SOURCE.

◆ ◆ ◆

Kiana Robertson | Hatchet Photographer
Kiana Robertson | Hatchet Photographer

Updated: Nov. 11, 2014 at 12:38 a.m.

Amid a sold-out crowd donning “Anchovy Warhol” graphic T-shirts last March, Macaulay Culkin took 10 boxes of pizza and passed them out to the audience slice by slice.

During their North American tour in 1995, Radiohead played “Creep” to a partially full venue.

It just goes to show how far the Black Cat has come since the music hall opened in 1993, and how intimate the space feels for artists who choose to perform there.

When the Black Cat opened, the only large music venue in D.C. was the 9:30 Club, and Dante Ferrando, a restaurant owner and drummer in D.C. punk rock bands Gray Matter and Iron Cross, said he was dissatisfied with the city’s music halls.

“There were very few options,” Ferrando said.

Ferrando, a fourth-generation bar owner, took what he learned from his father’s restaurant and opened the Black Cat, the four-part music hall on 14th Street. Foo Fighters frontman Dave Grohl is a primary investor in the venue.

“We saw [Grohl] sitting at the bar one night. And then we spent 10 minutes trying to figure out if it was actually Dave Grohl or not,” said Alex Kozen, the drummer for D.C. punk band BRNDA and a two-time performer at the Black Cat.

Its legendary 700-person main concert room – known to concertgoers by its black-and-white-tile floor – and smaller 200-person backstage room have showcased internationally renowned artists like Moby and the Foo Fighters, and homegrown bands like GW student-led indie rock band Bencoolen.

Aside from the blacked-out music halls and low-lying stages, the Black Cat also boasts a Red Room Bar that performers frequent before their shows, as well as the vegetarian-friendly coffeehouse Food For Thought Cafe. Ferrando said the shop, which he named after his father’s Dupont Circle restaurant, is as important to him as the main stage.

◆ ◆ ◆

SET EXERCISE 1.
Answer these from the Black Cat article:
(a) In what year did the Black Cat open?
(b) Who is named as a primary investor in the venue?
(c) How many people does the main concert room hold?
SET EXERCISE 2. Please go on with the article about the Black Cat music venue, starting after its last sentence.
The material after this text isn't needed.

EXCERPTED DATA.
◆ ◆ ◆

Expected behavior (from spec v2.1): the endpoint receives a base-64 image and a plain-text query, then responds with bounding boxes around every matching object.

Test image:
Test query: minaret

◆ ◆ ◆

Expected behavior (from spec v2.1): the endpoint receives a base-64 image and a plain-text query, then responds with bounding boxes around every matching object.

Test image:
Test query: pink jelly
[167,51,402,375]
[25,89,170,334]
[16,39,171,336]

◆ ◆ ◆

FINAL RESULT 1.
(a) 1993
(b) Dave Grohl, the Foo Fighters frontman
(c) 700

FINAL RESULT 2.
The Black Cat has grown to replace d.c. space, a grungy music hall that was popular in the late 1970s and closed in 1991, as a place for musicians to jam and drink. Many of the Black Cat’s former employees are d.c. space veterans.

“It was the opening of the Black Cat that really put Washington on the map. You know, it was the punk place,” said G. Bernard “Bernie” Wandel, the Black Cat’s former general manager who’s now a yoga instructor.

Media Credit: Kiana Robertson | Hatchet Photographer
The Black Cat moved into its new home in 2001, three doors down from its old location.

Ferrando’s wife, Catherine, said building relationships with bands early in the venue’s history was easier because it was, at the time, the largest room in the city.

But in 2001, the Black Cat moved three doors south from its original building, which used to house a gothic-themed club called The Cage, and into a substantially larger space.

“It was a very run down, very small space and it had been a really good club, but a really good, really tiny club and they were packing bands that were way too large for this tiny room,” Ferrando said.

Ferrando closed the old club to move on the eighth anniversary of its opening, which was also the day before the Sept. 11, 2001 terrorist attacks on the World Trade Center. He and Wandel opened the new club on Sept. 13.

“It didn’t take a huge leap of brain power to [realize] people need a place to let off some steam, party and do stuff,” Wandel said.

At first, it was difficult for Ferrando and his crew to fill the 7,000-square-foot space. The 14th Street neighborhood wasn’t lively back then, Ferrando said, and people from the suburbs rarely made their way that far into the center of the city.

That’s why shows like Radiohead’s didn’t sell out.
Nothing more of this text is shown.